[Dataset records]
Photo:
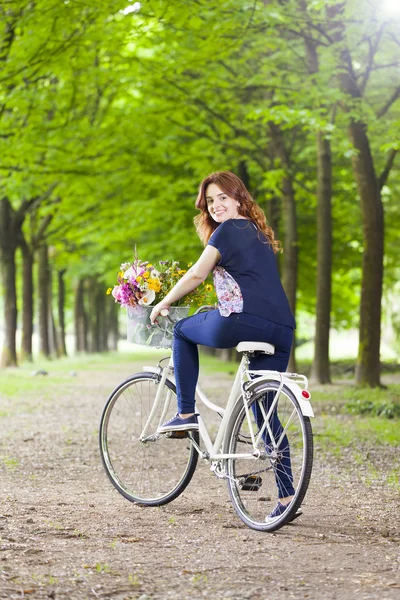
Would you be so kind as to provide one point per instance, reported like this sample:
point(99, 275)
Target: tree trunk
point(8, 245)
point(43, 300)
point(80, 320)
point(320, 367)
point(53, 333)
point(27, 302)
point(61, 312)
point(101, 318)
point(290, 258)
point(113, 329)
point(368, 361)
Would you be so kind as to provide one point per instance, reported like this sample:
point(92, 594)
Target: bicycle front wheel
point(150, 470)
point(283, 466)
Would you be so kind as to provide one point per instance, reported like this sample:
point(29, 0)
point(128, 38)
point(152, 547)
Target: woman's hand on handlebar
point(157, 310)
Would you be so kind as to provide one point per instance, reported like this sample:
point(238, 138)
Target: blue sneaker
point(178, 424)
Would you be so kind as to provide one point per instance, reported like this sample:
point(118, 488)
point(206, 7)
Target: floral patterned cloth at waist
point(230, 299)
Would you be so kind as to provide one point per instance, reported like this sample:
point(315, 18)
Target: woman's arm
point(195, 275)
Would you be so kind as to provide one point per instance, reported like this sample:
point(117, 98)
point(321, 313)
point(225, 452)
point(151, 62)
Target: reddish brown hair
point(233, 187)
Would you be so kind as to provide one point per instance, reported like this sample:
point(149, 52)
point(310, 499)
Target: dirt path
point(65, 533)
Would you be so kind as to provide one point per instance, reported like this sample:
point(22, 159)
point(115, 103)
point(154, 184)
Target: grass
point(337, 432)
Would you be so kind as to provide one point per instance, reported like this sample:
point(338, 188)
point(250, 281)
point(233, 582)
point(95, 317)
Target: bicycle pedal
point(177, 435)
point(251, 483)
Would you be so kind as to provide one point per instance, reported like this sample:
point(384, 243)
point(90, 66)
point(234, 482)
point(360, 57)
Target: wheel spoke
point(151, 473)
point(283, 467)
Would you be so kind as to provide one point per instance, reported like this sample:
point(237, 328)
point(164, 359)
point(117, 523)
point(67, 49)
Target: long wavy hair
point(233, 187)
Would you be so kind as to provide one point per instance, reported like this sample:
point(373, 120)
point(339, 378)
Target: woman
point(240, 249)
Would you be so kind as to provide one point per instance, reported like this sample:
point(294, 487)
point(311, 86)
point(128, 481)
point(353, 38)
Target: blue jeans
point(211, 329)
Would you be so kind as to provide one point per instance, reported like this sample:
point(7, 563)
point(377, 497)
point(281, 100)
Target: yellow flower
point(154, 284)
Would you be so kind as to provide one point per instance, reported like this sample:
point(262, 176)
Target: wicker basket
point(141, 331)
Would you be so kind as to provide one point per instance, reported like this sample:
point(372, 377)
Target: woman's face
point(220, 206)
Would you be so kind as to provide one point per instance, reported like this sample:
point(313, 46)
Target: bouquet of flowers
point(141, 285)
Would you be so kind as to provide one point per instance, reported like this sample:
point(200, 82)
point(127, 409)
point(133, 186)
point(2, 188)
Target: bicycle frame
point(243, 376)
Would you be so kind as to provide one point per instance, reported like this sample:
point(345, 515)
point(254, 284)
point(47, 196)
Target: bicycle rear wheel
point(255, 485)
point(153, 471)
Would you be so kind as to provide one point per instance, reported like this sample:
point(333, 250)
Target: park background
point(111, 114)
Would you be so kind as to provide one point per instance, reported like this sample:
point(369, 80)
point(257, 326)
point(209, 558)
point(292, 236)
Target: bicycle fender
point(305, 405)
point(156, 370)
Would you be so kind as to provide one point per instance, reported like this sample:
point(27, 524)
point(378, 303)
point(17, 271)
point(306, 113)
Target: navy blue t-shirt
point(247, 278)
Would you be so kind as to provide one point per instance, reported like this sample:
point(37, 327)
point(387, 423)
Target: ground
point(66, 533)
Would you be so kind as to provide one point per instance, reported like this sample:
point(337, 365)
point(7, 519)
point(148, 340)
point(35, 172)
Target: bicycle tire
point(149, 473)
point(253, 486)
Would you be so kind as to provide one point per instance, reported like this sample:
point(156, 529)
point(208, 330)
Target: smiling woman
point(391, 7)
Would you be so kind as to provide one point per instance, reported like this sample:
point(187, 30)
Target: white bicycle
point(264, 441)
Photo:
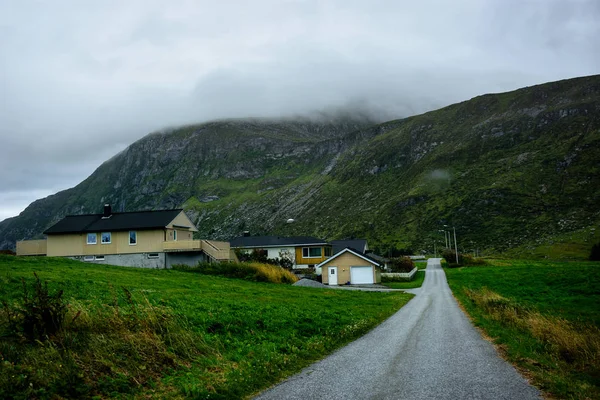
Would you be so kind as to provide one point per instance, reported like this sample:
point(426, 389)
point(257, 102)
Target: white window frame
point(109, 238)
point(308, 252)
point(129, 239)
point(95, 238)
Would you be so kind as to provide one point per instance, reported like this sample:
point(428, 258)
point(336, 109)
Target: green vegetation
point(251, 271)
point(170, 334)
point(416, 282)
point(543, 316)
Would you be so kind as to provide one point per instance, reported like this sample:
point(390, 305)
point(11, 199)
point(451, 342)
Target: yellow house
point(152, 239)
point(302, 251)
point(350, 267)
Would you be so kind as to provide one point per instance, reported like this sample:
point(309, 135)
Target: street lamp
point(445, 237)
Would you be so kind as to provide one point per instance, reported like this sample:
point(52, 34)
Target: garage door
point(360, 275)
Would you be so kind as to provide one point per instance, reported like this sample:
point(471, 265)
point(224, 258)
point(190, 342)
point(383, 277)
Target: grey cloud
point(80, 81)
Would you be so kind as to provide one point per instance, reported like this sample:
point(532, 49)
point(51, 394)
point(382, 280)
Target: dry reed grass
point(579, 346)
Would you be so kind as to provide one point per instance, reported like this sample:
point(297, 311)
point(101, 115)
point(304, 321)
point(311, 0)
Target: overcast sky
point(80, 80)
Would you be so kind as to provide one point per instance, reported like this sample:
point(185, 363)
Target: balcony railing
point(217, 250)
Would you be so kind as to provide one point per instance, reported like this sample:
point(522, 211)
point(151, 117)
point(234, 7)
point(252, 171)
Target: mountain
point(512, 172)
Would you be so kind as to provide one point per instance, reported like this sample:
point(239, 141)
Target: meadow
point(544, 317)
point(137, 333)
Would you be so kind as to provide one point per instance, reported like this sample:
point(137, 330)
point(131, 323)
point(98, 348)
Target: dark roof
point(272, 241)
point(116, 222)
point(339, 245)
point(356, 252)
point(377, 257)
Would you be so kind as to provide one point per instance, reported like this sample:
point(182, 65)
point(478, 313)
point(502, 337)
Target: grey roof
point(137, 220)
point(358, 244)
point(354, 251)
point(377, 257)
point(274, 241)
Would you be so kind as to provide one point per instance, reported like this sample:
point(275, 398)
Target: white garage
point(350, 267)
point(361, 275)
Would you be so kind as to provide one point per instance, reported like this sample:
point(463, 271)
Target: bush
point(41, 314)
point(251, 271)
point(595, 253)
point(401, 264)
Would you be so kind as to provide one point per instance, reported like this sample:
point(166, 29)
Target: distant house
point(303, 251)
point(151, 239)
point(356, 244)
point(350, 266)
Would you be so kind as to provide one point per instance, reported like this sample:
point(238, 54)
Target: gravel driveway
point(427, 350)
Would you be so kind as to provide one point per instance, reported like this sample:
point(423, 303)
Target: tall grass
point(251, 271)
point(100, 350)
point(578, 346)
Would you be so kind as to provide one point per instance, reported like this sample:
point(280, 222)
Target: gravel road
point(427, 350)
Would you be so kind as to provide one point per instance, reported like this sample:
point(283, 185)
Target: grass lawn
point(174, 334)
point(415, 283)
point(421, 264)
point(544, 316)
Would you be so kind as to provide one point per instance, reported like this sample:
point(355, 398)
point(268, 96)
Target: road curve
point(427, 350)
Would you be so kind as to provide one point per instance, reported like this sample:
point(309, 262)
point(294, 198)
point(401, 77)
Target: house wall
point(343, 264)
point(148, 241)
point(138, 260)
point(31, 247)
point(310, 260)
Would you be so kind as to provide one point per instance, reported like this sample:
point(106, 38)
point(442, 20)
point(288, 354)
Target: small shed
point(350, 266)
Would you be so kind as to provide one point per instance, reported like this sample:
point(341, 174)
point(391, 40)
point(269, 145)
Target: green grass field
point(174, 334)
point(544, 317)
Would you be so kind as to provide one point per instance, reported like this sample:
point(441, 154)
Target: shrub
point(40, 315)
point(401, 264)
point(595, 253)
point(251, 271)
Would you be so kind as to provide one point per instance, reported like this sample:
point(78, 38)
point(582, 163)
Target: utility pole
point(455, 244)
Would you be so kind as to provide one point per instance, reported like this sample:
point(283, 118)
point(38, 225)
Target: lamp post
point(445, 237)
point(455, 244)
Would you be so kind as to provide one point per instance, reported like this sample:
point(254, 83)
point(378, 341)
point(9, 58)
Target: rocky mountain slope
point(516, 171)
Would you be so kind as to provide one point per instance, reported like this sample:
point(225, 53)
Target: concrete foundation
point(190, 258)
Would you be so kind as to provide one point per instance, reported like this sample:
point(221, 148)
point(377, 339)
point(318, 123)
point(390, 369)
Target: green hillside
point(515, 172)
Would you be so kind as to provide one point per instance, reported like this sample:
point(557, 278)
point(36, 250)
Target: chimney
point(107, 211)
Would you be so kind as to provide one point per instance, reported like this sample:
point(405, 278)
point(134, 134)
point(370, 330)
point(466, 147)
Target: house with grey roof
point(302, 251)
point(151, 239)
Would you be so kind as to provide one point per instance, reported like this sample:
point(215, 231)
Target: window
point(92, 239)
point(311, 252)
point(105, 237)
point(132, 238)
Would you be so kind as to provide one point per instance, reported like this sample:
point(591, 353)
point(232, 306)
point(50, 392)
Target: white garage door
point(360, 275)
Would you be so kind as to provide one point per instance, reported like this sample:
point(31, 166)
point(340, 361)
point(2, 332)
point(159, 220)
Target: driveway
point(427, 350)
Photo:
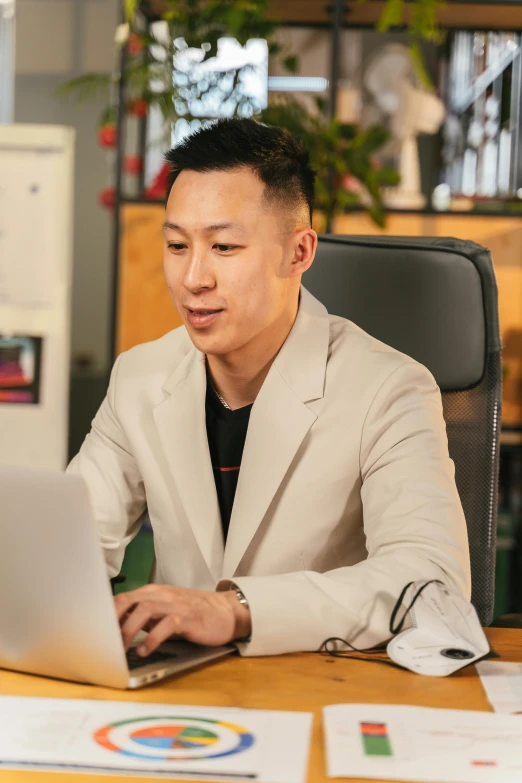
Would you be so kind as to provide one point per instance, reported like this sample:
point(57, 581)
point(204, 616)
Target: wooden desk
point(294, 682)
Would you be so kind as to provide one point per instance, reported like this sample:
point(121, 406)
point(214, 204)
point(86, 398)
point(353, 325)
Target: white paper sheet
point(503, 685)
point(207, 743)
point(422, 744)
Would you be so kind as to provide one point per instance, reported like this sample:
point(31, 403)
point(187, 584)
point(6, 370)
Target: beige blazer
point(345, 493)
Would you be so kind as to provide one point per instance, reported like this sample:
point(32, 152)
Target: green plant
point(343, 157)
point(420, 17)
point(340, 154)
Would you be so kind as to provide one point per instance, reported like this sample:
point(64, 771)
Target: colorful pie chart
point(162, 738)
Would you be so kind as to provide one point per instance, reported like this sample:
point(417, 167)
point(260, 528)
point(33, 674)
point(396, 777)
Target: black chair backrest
point(434, 299)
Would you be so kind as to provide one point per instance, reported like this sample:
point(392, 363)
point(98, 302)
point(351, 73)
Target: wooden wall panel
point(145, 310)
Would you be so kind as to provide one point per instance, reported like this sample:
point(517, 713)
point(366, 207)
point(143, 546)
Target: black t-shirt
point(226, 433)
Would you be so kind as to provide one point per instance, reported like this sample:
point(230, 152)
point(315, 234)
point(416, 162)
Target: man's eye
point(224, 248)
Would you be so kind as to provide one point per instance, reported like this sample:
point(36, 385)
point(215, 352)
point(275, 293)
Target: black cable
point(375, 650)
point(396, 629)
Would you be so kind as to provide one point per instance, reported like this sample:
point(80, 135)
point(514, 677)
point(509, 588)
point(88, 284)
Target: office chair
point(436, 300)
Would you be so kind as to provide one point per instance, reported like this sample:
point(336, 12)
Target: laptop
point(57, 613)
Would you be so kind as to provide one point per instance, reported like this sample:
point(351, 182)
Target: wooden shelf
point(500, 15)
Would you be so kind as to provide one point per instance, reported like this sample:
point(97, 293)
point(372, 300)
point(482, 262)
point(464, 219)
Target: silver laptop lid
point(57, 616)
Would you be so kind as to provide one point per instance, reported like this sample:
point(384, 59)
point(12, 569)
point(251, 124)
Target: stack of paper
point(422, 744)
point(503, 685)
point(154, 739)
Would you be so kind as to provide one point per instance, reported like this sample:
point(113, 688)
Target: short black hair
point(280, 160)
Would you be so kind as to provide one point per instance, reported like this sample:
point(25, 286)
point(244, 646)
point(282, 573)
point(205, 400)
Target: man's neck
point(238, 377)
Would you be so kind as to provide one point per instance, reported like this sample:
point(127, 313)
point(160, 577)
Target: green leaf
point(130, 7)
point(391, 15)
point(387, 177)
point(90, 86)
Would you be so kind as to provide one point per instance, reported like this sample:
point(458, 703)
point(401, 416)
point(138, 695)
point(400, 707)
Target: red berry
point(133, 164)
point(107, 197)
point(134, 44)
point(108, 135)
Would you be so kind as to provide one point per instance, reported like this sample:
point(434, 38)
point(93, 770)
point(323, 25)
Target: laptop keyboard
point(134, 661)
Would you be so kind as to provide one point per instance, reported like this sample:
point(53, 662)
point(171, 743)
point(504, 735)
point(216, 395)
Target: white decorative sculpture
point(396, 88)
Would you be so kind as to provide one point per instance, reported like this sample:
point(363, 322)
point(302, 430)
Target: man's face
point(244, 270)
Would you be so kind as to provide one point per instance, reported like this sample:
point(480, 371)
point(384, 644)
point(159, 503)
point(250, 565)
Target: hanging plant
point(342, 156)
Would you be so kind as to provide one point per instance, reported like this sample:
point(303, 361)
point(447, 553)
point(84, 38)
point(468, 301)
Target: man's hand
point(196, 615)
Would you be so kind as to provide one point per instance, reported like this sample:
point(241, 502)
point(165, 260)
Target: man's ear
point(305, 245)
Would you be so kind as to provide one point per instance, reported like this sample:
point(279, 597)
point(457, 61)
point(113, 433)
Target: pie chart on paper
point(174, 738)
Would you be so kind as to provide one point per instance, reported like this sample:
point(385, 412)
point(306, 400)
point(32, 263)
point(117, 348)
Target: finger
point(137, 621)
point(144, 614)
point(125, 602)
point(168, 626)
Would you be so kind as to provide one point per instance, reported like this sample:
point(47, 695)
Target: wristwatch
point(242, 600)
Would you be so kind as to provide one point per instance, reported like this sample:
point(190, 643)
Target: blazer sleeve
point(115, 486)
point(413, 521)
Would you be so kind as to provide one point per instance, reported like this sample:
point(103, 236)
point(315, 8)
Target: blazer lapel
point(279, 422)
point(181, 423)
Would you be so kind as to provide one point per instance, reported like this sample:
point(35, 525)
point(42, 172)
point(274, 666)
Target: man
point(295, 470)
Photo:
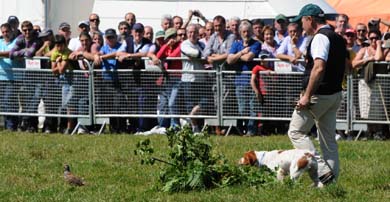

What is needed:
From the material above, pull out each line that contains the string "wooden". A line counts only if the string appears there with the same capitalization.

The completed task:
Target: wooden desk
Target: wooden wall panel
Target: wooden shelf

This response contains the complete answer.